* [ZU ERLEDIGENDE AUFGABEN]
**A.** Welche Ursachen einer Behinderung geben laut dem Text zur Behinderungsanzeige dem Auftragnehmer einen Anspruch auf Verlängerung der Ausführungszeit? Nenne alle.
**B.** Beantworte anhand des Textes zur Behinderungsanzeige folgende Fragen:
(i) An wen sollte die Behinderungsanzeige immer gerichtet werden?
(ii) Um welchen Zeitraum werden vertraglich vereinbarte Zwischen- oder Endtermine verschoben?
(iii) Welche Unterbrechung haben die Gerichte als „längere Dauer“ akzeptiert?
**C.** Führe den Text zur Behinderungsanzeige im Anschluss an seinen letzten Satz weiter.

* [AUSGEWÄHLTER TEXT]
In den beiden letzten Fällen macht die VOB/B zwar eine Ausnahme von der ansonsten strikten Anzeigepflicht, dies sollte aber den Auftragnehmer nicht daran hindern, den Auftraggeber trotzdem von den hindernden Umständen in Kenntnis zu setzen.

Sinn dieser schriftlichen Anzeigepflicht ist es ja gerade, den Auftraggeber in die Lage zu versetzen, unmittelbar reagieren zu können und die ggf. aus seiner Sphäre stammende Behinderung abzustellen. Die Behinderungsanzeige sollte auch immer an den Auftraggeber persönlich gerichtet werden. Bis dato ist es nämlich in der Rechtsprechung noch nicht abschließend geklärt, ob eine Anzeige nur an einen bevollmächtigten Architekten, Projektsteuerer oder Bauleiter des Auftraggebers ausreichend ist.

Hat der Auftragnehmer die Behinderung ordnungsgemäß angezeigt - und liegt sie auch tatsächlich vor - dann hat er zunächst einen Anspruch auf Verlängerung der Ausführungszeit, wenn und soweit die Behinderung

a) durch einen Umstand aus dem Risikobereich des Auftraggebers,
b) durch Streik oder Aussperrung oder
c) durch höhere Gewalt oder sonstige unabwendbare Umstände

verursacht wurde.

Vertraglich vereinbarte Zwischen- oder Endtermine werden also um die Dauer der Behinderung zuzüglich eines Zuschlages für die Wiederaufnahme der Arbeiten nach hinten verschoben. Wird die Ausführung der Arbeiten voraussichtlich für eine längere Dauer unterbrochen, so hat der Auftragnehmer Anspruch auf eine Zwischenabrechnung der bisher erbrachten Leistungen. Was als "längere Dauer" zu werten ist, hängt von den Umständen des Einzelfalles ab. Eine behinderungsbedingte Unterbrechung von drei Monaten wurde von den Gerichten jedenfalls als "längere Dauer" akzeptiert.

* [BEREITGESTELLTE DATEN]
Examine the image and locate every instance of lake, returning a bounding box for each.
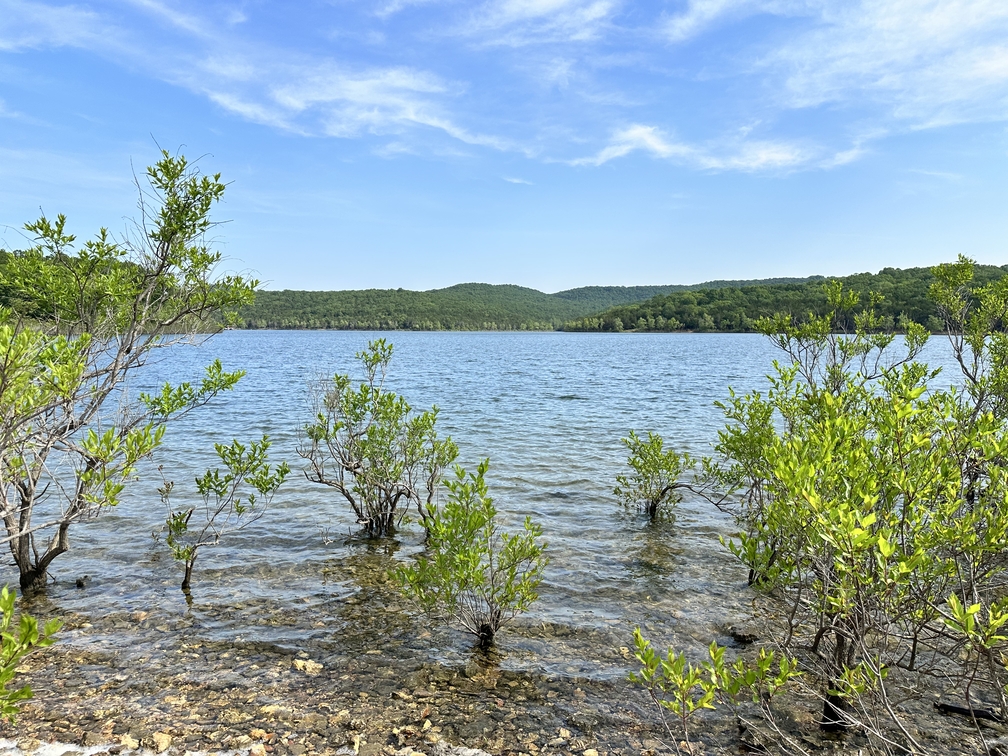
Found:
[15,331,953,680]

* [LÖSUNGEN IM ÜBERBLICK]
**A.**
- ein Umstand aus dem Risikobereich des Auftraggebers
- Streik oder Aussperrung
- höhere Gewalt oder sonstige unabwendbare Umstände

**B.**
(i) An den Auftraggeber persönlich.
(ii) Um die Dauer der Behinderung zuzüglich eines Zuschlages für die Wiederaufnahme der Arbeiten.
(iii) Eine behinderungsbedingte Unterbrechung von drei Monaten.

**C.**
Weiter stehen sowohl dem Auftragnehmer als auch dem Auftraggeber nach den Bestimmungen der VOB/B ein Schadensersatzanspruch zu, wenn die hindernden Umstände vom jeweils anderen Vertragsteil zu vertreten, d.h. zumindest leicht fahrlässig verschuldet sind. Jeglicher, durch die behinderungsbedingt ausgelöste Verzögerung entstehender Mehraufwand ist dem Vertragspartner als Schadensersatz in diesem Fall zu erstatten.

Erstattungsfähig sind beispielsweise bei auftraggeberseits zu vertretender Behinderung etwaige Lohn- oder Materialpreiserhöhungen oder die längere Vorhaltung der Baustelleneinrichtung. Wurde die Zeitverzögerung auf der Baustelle sowohl durch auftraggeberseitige Behinderungen als auch durch Verschulden des Auftragnehmers ausgelöst, sind die jeweiligen Ansprüche anhand der Verursachungsbeiträge anteilig zu erstatten. Ersatz von möglicherweise entgangenem Gewinn steht dem Auftragnehmer jedoch nur bei grob fahrlässigem oder vorsätzlichem Handeln des Auftraggebers zu.

Sobald der Tatbestand der Behinderung nicht mehr vorliegt, hat der Auftragnehmer unverzüglich die Arbeiten wieder aufzunehmen und den Auftraggeber hiervon zu unterrichten.

Schließlich besteht sowohl für den Auftraggeber als auch für den Auftragnehmer die Möglichkeit, den Vertrag schriftlich zu kündigen, wenn das Bauvorhaben länger als drei Monate unterbrochen ist.

Nach der Kündigung sind etwaig erbrachte Leistungen zu Vertragspreisen abzurechnen. Sind die Umstände, die zur Unterbrechung geführt haben, von einem Teil der Vertragsparteien zu vertreten, stehen dem jeweils anderen Vertragsteil Schadensersatzansprüche zu.